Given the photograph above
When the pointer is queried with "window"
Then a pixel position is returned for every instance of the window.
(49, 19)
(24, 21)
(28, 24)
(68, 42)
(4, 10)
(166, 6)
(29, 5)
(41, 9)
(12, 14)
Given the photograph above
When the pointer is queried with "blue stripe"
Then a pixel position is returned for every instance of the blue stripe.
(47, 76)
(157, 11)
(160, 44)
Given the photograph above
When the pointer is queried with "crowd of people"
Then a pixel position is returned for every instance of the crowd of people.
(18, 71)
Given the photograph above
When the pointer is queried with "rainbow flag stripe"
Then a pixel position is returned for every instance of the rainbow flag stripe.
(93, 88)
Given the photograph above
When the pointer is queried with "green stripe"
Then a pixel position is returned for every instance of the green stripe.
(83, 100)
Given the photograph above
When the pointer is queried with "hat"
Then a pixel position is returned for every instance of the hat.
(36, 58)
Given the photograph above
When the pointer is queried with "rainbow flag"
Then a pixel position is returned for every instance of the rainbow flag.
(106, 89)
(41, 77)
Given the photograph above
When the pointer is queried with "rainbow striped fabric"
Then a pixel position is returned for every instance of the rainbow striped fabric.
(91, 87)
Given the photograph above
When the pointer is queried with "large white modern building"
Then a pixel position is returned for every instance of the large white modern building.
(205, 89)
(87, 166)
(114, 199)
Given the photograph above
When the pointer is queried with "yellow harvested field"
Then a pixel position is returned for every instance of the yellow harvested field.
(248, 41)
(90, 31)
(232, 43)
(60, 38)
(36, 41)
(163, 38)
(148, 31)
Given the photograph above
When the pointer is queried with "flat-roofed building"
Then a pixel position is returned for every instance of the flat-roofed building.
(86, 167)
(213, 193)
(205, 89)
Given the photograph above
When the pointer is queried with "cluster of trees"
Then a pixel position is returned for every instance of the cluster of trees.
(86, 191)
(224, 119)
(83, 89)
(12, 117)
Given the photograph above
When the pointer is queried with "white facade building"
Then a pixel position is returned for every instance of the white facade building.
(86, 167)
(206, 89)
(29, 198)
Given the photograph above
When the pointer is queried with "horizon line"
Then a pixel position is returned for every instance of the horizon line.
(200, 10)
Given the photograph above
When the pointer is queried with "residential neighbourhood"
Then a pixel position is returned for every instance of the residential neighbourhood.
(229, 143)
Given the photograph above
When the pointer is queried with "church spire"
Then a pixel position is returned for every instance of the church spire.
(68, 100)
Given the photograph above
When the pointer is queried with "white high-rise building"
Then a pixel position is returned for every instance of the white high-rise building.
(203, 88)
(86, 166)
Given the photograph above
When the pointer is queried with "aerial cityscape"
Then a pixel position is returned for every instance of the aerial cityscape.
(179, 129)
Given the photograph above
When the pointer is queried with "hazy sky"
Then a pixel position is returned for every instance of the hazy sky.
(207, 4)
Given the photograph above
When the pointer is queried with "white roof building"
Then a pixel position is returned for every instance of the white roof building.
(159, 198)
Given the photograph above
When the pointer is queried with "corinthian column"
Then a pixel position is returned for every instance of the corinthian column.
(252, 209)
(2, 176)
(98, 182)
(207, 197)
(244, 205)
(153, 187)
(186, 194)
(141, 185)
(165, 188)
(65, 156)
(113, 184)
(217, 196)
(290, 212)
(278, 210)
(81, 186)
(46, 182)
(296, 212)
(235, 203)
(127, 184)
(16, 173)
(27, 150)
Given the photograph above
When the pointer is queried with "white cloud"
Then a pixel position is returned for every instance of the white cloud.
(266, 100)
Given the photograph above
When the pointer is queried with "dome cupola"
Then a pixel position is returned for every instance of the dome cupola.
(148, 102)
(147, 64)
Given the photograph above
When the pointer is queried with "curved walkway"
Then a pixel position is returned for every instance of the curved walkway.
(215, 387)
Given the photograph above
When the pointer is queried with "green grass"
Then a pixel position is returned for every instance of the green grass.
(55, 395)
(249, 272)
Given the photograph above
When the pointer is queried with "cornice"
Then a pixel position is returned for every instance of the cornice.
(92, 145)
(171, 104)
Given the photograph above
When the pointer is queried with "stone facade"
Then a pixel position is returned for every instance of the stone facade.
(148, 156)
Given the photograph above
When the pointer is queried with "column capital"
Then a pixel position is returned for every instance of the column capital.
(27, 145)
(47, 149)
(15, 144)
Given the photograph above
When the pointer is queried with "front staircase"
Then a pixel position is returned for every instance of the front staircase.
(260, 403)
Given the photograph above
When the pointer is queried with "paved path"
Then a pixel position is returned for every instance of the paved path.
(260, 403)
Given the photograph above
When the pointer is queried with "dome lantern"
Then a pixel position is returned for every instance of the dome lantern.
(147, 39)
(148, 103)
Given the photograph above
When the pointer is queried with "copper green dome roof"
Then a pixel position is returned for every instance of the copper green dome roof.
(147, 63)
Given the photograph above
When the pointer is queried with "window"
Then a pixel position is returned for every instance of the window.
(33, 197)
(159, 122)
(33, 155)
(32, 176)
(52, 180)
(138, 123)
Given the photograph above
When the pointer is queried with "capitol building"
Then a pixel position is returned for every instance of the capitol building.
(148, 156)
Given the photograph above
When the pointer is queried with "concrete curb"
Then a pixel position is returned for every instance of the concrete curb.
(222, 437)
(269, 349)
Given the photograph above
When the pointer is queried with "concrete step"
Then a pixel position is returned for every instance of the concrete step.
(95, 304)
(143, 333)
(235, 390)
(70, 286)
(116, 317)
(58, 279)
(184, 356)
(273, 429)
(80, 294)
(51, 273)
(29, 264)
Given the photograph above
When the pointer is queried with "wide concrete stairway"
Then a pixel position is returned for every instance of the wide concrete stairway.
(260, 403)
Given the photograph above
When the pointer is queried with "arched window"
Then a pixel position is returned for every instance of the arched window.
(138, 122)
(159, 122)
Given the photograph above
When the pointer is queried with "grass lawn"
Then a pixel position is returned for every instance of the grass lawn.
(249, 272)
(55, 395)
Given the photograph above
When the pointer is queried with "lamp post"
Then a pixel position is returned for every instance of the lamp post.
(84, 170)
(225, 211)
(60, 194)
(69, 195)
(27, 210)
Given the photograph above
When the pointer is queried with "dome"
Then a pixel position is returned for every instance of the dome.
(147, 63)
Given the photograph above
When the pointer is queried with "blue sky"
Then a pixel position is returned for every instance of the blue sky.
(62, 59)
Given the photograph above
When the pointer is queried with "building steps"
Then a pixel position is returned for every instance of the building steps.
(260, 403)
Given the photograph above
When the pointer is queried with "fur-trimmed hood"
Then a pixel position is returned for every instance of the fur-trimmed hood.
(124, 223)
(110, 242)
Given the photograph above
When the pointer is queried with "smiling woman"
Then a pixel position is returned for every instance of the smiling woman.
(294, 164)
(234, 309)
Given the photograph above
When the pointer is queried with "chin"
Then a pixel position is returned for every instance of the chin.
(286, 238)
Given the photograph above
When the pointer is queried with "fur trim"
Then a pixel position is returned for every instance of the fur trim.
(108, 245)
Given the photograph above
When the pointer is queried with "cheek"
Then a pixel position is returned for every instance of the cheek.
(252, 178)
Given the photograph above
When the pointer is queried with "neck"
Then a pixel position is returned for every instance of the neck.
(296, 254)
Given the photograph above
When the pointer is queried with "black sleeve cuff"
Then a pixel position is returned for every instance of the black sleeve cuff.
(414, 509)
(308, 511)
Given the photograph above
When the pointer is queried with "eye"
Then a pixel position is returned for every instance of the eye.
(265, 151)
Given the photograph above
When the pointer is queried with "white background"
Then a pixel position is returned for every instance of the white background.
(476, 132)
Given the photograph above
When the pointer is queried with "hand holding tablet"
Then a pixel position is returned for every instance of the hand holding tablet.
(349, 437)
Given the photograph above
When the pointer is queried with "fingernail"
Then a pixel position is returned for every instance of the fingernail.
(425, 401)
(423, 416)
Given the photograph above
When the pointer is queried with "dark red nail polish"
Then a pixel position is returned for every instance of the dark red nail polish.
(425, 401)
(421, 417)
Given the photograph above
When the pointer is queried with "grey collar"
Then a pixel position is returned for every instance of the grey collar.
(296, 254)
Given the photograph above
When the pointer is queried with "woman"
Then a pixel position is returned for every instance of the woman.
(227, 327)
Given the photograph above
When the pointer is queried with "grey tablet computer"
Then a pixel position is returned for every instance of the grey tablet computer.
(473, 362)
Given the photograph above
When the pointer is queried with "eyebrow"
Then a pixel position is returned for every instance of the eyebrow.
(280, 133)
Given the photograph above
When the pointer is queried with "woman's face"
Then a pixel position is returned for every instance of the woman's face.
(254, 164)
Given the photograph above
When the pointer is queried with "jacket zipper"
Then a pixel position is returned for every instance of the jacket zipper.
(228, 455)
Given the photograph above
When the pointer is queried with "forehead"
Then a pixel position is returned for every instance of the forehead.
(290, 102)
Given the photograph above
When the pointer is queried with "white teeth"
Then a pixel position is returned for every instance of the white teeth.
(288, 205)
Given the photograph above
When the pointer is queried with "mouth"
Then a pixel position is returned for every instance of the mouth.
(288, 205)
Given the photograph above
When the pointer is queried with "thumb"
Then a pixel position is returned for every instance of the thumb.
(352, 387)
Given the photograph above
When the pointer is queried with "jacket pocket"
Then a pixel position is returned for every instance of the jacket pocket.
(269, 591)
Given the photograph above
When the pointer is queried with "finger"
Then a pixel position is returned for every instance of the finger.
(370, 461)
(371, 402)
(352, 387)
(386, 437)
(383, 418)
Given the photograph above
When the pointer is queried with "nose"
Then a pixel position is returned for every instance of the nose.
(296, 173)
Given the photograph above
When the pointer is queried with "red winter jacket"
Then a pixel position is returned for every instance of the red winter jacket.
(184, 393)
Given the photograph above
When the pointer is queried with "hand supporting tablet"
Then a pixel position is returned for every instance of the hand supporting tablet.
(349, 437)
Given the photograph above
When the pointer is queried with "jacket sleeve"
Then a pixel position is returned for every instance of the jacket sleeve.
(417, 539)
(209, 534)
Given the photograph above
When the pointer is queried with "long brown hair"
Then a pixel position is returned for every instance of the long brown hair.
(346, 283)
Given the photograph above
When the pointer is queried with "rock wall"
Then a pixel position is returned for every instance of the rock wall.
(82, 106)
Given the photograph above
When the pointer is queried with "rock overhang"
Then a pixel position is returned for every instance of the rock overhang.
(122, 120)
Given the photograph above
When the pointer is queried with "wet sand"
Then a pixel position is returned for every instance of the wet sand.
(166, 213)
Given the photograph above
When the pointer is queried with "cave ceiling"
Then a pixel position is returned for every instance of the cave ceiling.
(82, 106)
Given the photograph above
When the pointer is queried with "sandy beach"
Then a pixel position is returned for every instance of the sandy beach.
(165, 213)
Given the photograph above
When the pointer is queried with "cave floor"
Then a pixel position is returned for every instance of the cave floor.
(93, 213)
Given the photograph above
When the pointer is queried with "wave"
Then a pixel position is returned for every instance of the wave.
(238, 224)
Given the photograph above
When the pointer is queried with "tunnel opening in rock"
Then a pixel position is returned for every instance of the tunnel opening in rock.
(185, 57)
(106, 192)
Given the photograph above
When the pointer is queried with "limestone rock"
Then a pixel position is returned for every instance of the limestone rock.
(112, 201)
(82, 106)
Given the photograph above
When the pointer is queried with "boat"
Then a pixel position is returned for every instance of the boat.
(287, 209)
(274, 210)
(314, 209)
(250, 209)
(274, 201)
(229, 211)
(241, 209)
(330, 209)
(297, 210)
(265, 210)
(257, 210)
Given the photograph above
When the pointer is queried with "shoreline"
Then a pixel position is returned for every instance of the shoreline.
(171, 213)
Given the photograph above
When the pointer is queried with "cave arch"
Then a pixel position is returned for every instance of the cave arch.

● ● ● ● ● ● ●

### [Assigned task]
Reproduce, exactly and only, the lines running from the one with "of the wave." to the end of the listing above.

### [The answer]
Then a pixel position is returned for every instance of the wave.
(238, 224)
Given the photograph above
When the pointer is queried with "tunnel opening in rock"
Then a pixel position is returned for every instance of the tunnel opening in rock.
(185, 57)
(106, 192)
Given the photograph above
When the pointer is queried with "limestone rock"
Then a pixel position is returned for every instance of the limestone rock.
(112, 201)
(82, 106)
Given the photograph above
When the pointer is queried with "boat"
Then a pixel position is returned for every instance of the boat.
(287, 209)
(274, 210)
(314, 209)
(250, 209)
(274, 201)
(229, 211)
(241, 209)
(330, 209)
(297, 210)
(265, 210)
(257, 210)
Given the photograph above
When the pointer is queried with "shoreline"
Then a pixel position is returned for every instance of the shoreline.
(171, 213)
Given the photograph above
When the pointer is queried with "cave arch"
Then a pixel position is returned for every instance of the cave arch.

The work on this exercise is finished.